--- Aufgabe ---
Führe den Forenthread über die zeitweise nicht erreichbare Google-Seite nach dem letzten Beitrag weiter.

--- Vorliegender Text ---
..........

# Mein Google Problem



## zotos (27 April 2007)

Also ich würde ja nach dem Phänomän googlen aber das geht gerade bei mir nicht ;o(

Also ich kann von meinem Rechner aus von Zeit zu Zeit diw Google Seite nicht erreichen. Alle anderen Webseiten die ich versuche zu erreichen gehen... nur Goggle leider nicht. Anstelle von der Google Startseite sehe ich zurzeit: Eine Confixx-Seite die mir folgendes sagt: "Die Domain www.google.de ist nicht verfügbar." von allen anderen Rehnern im Haus gehts und alle hängen hinter dem selben Router haben das gleich OS (Win2000) und den gleichen Virenscanner (AntiVir).

Was kann das sein?

Ich nutze Firefox 1.5.0.11 aber unter dem IE 6.0 funzt es auch nicht ;o(

Ich teste es jetzt noch mal nach einem Neustart.


----------



## zotos (27 April 2007)

Nach neustart vom Rechner gehts wieder


----------



## zotos (27 April 2007)

Jetzt mit Google habe ich folgendes gefunden:
http://www.zockernetz.de/windows-probleme/6233-google-geht-nicht.html


----------



## crash (27 April 2007)

Wie wäre es mal mit nem Update für Firefox?

..........

--- Datenzeilen ---
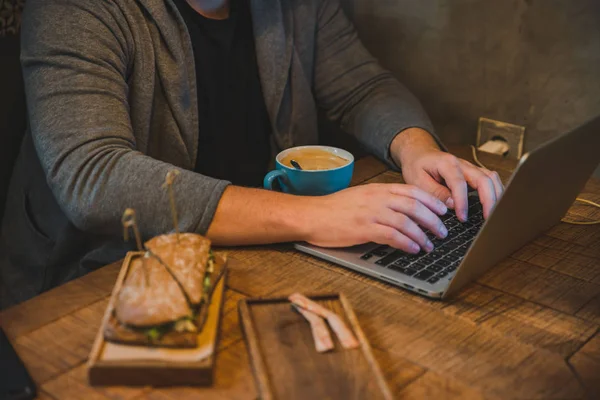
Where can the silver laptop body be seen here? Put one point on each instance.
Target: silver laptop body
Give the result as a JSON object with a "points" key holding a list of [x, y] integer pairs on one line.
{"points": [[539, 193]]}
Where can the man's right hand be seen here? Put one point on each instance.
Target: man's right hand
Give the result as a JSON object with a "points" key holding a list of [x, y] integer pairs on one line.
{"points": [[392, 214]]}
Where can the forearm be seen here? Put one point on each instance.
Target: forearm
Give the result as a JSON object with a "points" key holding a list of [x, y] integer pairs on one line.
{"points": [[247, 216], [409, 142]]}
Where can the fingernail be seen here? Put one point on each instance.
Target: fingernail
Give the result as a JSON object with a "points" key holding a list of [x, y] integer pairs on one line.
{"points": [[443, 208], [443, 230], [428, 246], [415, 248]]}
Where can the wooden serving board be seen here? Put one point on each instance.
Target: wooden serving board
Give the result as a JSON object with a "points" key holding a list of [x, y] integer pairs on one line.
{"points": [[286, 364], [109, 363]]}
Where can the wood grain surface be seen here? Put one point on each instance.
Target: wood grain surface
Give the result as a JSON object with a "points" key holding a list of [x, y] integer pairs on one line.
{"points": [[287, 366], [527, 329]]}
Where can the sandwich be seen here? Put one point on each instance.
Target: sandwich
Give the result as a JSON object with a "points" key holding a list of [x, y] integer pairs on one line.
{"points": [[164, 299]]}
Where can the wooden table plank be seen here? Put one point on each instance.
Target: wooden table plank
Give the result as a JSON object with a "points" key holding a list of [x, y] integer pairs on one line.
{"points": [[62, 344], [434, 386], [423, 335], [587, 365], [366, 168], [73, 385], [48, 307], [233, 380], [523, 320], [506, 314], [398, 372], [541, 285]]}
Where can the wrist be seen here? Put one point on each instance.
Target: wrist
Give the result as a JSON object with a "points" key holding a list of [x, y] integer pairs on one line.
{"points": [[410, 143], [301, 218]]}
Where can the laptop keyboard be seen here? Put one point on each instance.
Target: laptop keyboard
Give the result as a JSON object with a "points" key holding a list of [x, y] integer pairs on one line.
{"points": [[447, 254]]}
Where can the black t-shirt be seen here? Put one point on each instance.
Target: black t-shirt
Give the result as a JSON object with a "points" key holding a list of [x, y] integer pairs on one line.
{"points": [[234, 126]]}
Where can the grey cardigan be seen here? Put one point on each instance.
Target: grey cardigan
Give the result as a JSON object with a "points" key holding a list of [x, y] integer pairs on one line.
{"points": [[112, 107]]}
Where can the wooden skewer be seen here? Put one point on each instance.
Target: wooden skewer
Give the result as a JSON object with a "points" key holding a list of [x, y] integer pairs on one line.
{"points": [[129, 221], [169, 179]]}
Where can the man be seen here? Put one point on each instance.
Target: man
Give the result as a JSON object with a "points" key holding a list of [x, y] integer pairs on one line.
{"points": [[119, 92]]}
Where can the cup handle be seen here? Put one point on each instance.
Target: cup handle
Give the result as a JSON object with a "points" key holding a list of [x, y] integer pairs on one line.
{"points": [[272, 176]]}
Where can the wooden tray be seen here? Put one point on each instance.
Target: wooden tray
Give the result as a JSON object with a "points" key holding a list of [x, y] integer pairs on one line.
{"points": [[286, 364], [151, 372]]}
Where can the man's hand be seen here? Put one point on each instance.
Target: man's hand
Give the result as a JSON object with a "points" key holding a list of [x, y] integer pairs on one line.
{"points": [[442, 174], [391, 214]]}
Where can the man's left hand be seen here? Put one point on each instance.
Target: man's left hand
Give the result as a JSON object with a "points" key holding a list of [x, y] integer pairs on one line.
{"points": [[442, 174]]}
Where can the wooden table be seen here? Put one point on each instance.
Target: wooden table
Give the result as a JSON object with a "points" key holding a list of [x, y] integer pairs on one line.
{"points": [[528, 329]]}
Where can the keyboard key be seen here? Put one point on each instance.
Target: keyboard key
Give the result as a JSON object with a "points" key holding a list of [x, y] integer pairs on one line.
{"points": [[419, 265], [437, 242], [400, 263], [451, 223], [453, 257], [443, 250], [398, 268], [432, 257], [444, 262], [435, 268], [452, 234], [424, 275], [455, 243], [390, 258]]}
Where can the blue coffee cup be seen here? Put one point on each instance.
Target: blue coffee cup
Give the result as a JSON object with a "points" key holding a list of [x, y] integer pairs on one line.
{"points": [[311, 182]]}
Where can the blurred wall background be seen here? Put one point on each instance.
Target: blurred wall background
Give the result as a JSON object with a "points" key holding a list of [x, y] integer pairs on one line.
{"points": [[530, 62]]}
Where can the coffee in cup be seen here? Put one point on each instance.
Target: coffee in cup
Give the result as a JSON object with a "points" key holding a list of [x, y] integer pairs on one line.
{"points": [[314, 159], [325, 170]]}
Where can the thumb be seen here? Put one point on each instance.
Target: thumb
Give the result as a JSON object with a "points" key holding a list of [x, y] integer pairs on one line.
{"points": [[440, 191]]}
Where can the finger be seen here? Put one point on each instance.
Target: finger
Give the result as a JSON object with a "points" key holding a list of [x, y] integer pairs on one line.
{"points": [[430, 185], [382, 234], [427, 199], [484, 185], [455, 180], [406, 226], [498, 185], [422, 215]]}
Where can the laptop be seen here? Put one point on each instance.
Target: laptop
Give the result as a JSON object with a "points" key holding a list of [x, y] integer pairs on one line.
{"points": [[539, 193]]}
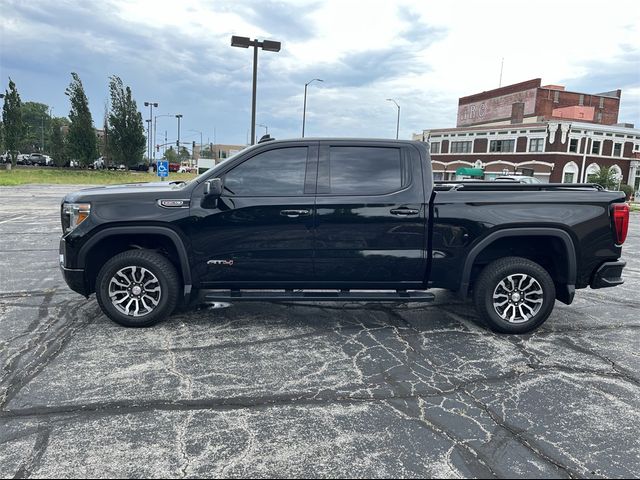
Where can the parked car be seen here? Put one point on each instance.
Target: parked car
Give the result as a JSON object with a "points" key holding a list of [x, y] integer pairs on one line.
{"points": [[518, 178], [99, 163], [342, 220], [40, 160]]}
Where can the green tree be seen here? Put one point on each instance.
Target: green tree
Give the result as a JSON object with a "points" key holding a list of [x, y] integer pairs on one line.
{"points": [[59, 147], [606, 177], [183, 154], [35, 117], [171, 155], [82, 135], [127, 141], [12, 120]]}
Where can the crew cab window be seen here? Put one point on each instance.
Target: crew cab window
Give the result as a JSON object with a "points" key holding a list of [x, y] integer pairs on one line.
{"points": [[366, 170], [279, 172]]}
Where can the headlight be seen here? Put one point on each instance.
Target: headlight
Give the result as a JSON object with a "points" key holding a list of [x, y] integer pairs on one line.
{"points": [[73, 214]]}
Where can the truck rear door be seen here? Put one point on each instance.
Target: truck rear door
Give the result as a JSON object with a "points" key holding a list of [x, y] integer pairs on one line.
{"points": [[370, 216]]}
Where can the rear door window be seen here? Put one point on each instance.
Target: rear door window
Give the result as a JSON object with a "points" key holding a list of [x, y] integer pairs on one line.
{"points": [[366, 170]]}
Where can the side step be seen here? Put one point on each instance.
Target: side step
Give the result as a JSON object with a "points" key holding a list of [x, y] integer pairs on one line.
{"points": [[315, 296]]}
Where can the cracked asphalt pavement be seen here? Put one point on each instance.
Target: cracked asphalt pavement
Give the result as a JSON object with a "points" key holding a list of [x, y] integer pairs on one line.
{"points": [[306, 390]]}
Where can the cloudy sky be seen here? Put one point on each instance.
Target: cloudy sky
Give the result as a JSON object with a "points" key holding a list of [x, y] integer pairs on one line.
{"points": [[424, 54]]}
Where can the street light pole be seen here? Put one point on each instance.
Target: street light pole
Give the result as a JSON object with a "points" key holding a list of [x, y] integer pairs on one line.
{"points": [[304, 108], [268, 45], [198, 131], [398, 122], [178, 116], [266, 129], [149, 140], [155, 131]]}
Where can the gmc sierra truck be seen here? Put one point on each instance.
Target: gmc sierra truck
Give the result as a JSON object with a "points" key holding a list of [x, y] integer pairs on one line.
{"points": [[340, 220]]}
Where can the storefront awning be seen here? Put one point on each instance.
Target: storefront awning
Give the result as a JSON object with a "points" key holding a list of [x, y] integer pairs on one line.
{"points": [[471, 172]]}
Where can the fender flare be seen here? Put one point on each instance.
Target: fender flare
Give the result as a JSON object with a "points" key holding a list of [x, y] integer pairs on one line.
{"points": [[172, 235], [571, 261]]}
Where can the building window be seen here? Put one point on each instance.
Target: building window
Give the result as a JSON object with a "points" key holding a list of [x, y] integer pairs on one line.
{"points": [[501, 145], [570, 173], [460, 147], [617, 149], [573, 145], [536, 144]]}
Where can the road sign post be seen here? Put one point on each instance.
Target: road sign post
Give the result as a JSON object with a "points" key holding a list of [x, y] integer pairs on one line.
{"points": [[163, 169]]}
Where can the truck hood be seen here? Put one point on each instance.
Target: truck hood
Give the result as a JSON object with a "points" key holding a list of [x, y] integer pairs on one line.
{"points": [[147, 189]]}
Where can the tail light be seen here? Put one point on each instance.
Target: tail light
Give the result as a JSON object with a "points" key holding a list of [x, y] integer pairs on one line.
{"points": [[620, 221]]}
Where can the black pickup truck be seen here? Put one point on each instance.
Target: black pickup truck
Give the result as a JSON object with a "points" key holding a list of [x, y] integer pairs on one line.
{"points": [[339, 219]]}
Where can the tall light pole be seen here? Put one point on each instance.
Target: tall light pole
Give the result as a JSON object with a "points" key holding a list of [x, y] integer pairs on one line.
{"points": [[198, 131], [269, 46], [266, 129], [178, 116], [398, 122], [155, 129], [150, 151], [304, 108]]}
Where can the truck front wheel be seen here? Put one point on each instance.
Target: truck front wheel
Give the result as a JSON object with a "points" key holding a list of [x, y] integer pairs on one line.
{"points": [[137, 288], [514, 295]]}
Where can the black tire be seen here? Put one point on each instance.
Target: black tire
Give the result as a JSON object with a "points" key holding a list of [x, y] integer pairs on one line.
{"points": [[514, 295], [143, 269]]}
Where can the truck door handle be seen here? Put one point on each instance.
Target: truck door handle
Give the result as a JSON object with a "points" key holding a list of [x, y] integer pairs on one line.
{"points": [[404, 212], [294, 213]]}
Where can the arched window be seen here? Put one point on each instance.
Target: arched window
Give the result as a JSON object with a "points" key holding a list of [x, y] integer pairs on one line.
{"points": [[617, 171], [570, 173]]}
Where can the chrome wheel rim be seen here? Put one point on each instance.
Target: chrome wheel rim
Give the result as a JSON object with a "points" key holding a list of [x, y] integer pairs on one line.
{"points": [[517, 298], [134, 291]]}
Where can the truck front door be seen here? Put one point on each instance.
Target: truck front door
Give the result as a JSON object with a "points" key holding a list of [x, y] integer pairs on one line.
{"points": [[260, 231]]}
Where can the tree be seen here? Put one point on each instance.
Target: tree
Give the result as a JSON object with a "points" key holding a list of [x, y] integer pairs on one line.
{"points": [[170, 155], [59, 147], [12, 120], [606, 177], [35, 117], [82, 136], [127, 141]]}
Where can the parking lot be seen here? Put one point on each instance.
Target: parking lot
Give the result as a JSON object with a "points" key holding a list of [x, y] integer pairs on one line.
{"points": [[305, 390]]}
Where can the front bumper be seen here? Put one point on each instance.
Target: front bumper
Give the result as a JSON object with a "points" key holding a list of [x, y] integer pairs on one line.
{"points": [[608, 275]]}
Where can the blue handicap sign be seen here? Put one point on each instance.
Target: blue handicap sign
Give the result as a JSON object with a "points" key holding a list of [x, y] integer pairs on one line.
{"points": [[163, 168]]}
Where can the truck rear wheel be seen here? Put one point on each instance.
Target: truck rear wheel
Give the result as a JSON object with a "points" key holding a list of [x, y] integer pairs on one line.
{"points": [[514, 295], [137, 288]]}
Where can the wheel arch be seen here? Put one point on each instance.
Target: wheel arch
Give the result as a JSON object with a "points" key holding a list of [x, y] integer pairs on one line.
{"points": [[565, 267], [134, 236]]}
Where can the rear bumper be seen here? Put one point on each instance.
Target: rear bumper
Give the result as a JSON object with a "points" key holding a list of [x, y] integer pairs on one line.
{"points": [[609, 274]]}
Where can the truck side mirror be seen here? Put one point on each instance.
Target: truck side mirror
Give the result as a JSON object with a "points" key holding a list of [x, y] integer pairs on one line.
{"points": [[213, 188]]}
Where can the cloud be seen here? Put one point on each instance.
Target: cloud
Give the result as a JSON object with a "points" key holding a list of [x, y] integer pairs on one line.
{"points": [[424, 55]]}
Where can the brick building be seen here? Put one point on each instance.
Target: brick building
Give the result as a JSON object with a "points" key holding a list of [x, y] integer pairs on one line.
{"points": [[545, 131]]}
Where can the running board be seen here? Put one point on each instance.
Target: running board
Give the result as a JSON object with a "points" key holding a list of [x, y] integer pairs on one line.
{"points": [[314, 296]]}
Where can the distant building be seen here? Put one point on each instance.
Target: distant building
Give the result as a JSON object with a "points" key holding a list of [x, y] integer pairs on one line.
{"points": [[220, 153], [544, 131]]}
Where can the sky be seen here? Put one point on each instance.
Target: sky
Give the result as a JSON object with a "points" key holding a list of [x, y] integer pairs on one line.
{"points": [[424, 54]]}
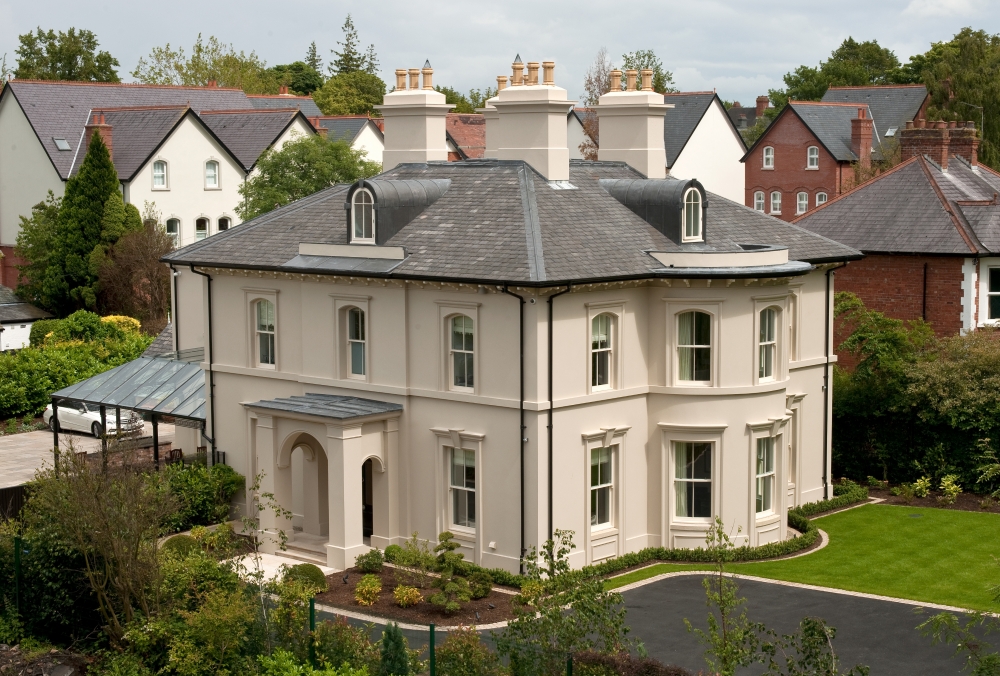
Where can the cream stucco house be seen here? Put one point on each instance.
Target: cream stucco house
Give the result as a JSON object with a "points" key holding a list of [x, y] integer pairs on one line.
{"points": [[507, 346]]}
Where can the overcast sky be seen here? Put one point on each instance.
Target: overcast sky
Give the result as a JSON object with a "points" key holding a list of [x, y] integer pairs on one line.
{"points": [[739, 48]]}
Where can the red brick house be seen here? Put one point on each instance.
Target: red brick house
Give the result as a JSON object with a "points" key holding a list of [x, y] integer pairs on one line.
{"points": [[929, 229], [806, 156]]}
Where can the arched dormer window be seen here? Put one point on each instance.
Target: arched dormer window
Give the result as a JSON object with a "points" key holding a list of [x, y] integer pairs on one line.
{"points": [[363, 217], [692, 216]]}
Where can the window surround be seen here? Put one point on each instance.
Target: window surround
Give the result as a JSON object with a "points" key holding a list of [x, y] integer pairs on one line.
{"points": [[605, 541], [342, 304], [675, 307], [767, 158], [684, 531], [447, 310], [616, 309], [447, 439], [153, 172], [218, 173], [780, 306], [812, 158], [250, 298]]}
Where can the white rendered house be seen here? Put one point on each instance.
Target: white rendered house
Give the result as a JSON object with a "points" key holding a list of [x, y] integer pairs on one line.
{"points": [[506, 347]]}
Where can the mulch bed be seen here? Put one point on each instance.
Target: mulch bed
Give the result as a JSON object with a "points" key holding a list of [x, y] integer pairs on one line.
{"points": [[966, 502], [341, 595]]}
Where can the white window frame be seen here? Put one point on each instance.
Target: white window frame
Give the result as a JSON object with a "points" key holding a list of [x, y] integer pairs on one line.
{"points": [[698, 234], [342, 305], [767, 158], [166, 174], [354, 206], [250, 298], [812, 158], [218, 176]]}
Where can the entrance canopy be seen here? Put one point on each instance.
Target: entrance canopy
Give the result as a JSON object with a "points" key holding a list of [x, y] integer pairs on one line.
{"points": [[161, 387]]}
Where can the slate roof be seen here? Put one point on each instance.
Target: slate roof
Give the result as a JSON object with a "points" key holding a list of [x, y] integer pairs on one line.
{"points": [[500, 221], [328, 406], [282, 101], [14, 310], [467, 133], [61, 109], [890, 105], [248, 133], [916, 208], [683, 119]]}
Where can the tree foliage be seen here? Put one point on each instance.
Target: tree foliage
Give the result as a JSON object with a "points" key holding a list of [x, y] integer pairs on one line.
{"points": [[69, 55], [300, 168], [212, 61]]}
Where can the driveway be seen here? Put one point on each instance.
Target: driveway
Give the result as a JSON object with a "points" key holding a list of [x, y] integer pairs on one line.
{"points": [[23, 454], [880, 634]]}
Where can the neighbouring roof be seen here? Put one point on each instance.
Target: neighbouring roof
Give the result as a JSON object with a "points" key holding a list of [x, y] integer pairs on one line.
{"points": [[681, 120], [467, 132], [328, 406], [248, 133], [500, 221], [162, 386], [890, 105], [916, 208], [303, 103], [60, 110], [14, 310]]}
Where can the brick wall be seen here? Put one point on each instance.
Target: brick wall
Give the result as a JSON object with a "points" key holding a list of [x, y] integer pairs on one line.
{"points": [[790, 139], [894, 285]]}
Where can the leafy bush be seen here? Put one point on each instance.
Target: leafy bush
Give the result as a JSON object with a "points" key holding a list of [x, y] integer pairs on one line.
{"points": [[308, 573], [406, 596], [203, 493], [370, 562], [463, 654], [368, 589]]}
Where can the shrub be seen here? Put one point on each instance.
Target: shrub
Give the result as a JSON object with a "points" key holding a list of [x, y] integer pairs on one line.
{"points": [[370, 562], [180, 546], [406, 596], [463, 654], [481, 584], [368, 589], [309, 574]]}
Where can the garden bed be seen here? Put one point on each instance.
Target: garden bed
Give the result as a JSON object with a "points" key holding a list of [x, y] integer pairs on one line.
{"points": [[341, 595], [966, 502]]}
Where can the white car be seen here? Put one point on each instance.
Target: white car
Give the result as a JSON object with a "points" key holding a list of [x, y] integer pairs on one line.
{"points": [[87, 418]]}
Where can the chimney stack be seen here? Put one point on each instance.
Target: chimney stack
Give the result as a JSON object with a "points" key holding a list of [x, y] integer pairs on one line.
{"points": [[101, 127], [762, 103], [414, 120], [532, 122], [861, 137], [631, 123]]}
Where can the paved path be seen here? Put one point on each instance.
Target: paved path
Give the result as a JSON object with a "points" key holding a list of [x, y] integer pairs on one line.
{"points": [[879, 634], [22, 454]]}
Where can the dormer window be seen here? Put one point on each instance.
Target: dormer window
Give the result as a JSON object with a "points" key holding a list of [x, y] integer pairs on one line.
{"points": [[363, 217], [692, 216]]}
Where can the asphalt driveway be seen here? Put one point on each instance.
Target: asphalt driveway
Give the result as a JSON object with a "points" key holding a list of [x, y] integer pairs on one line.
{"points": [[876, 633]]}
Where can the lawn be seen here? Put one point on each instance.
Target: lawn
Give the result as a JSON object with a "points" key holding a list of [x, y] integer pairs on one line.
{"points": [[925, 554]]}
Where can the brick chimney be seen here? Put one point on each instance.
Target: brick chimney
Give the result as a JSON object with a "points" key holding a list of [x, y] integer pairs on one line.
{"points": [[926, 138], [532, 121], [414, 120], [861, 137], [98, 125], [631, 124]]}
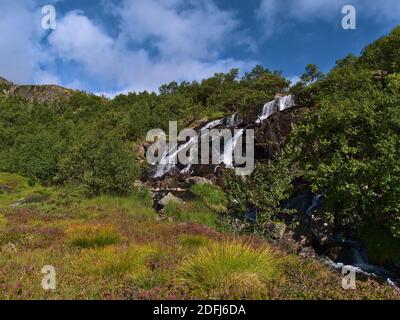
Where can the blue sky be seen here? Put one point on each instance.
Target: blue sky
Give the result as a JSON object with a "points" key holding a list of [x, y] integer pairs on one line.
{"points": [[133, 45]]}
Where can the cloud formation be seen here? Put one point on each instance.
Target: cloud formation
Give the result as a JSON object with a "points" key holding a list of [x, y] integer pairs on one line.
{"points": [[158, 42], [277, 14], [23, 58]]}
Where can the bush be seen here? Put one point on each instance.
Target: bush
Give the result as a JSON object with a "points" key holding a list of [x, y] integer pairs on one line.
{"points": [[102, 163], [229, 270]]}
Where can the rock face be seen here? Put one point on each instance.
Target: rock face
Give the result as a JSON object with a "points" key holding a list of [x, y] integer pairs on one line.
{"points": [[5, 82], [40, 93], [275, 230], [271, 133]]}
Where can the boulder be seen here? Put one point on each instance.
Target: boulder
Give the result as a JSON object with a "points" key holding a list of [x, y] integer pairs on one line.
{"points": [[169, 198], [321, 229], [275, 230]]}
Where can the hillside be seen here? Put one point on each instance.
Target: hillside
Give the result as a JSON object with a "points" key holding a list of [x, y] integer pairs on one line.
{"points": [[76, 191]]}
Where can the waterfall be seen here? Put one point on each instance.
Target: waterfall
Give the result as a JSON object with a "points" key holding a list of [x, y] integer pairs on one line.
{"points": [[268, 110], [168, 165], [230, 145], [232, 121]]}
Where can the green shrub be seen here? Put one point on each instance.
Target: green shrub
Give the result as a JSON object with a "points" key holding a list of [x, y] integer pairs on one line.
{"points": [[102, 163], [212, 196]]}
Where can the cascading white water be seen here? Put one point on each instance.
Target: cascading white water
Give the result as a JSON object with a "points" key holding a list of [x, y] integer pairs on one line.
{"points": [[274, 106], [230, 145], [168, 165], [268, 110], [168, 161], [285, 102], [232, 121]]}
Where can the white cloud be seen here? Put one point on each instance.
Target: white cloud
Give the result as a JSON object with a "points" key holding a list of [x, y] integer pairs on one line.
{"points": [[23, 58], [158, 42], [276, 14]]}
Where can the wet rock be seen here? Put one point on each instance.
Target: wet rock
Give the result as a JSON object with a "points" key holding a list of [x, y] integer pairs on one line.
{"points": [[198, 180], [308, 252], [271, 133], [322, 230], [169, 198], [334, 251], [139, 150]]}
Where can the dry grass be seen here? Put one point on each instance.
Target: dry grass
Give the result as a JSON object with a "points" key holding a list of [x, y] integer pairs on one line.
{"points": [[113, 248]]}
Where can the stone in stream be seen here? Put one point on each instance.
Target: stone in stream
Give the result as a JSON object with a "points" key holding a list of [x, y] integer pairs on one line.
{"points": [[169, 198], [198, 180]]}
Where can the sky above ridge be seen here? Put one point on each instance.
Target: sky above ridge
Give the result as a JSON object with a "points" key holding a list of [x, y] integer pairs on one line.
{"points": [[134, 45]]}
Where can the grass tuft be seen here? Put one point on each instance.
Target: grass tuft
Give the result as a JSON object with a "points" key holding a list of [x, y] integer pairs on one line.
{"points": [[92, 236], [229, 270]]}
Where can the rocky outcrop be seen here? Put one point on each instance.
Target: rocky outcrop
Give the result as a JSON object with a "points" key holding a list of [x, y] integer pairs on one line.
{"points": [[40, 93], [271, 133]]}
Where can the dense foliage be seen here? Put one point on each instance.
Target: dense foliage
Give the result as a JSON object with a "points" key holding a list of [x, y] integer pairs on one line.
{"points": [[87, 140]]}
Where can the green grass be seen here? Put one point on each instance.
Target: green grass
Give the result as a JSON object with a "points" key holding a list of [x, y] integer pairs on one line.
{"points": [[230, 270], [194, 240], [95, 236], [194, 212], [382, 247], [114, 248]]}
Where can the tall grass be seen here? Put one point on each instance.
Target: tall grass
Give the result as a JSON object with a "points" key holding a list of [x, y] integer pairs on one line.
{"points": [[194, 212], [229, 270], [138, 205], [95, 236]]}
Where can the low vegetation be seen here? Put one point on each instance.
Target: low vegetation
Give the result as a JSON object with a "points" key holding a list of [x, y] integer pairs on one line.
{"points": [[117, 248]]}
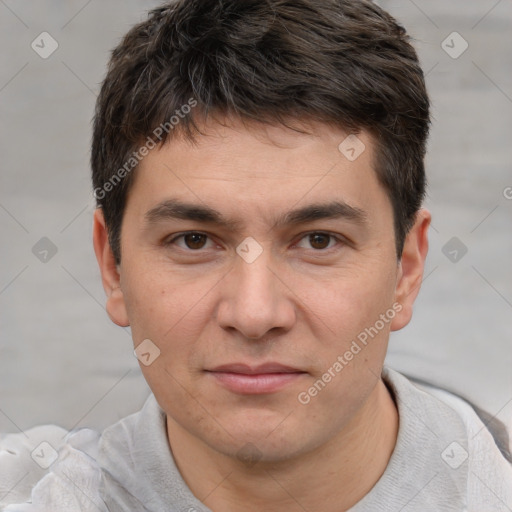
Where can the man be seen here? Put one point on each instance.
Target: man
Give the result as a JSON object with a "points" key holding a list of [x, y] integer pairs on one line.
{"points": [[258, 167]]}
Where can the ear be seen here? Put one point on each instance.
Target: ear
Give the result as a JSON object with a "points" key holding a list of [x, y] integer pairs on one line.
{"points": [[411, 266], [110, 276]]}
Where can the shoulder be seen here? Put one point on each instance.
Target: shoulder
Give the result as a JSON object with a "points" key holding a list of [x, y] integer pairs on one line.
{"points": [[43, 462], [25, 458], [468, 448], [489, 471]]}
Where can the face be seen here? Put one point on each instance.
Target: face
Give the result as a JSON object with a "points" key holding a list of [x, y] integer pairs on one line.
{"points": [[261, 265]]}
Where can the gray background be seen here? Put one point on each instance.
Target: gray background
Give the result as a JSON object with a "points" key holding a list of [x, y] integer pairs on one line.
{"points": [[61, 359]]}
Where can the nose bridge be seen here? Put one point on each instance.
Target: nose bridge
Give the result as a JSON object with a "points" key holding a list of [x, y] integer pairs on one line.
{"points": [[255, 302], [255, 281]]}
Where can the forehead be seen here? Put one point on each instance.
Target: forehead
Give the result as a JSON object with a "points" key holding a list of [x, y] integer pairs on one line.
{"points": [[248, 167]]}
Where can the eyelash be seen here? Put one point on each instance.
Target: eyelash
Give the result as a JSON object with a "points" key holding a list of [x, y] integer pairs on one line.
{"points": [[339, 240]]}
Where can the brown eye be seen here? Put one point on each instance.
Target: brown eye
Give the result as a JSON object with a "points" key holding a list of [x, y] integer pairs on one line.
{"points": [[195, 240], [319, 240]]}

..........

--- Ergebnis ---
*Deine Version ist so was von alt!
*Aktuell ist Version 2.0.0.3


----------



## zotos (27 April 2007)

crash schrieb:


> Wie wäre es mal mit nem Update für Firefox?
> *Deine Version ist so was von alt!
> *Aktuell ist Version 2.0.0.3



Das kann aber nicht das Problem sein da es auf den anderen Rechnern mit dem gleichen alten Firefox geht und auf meinem Rechner auch nicht mit dem IE 6.0

Ich werde es aber schon noch klären zur Not kommt doch Linux drauf ;o)


----------



## nade (28 April 2007)

Ähnliches Prob mal mit anderen seiten gehabt, und bin hin und mehrfach Altualisieren geklickt dann war sie da. Anscheinend einmal vorgekommen und Firefox glaubt ehr dem Cache und bringt wieder die Seite.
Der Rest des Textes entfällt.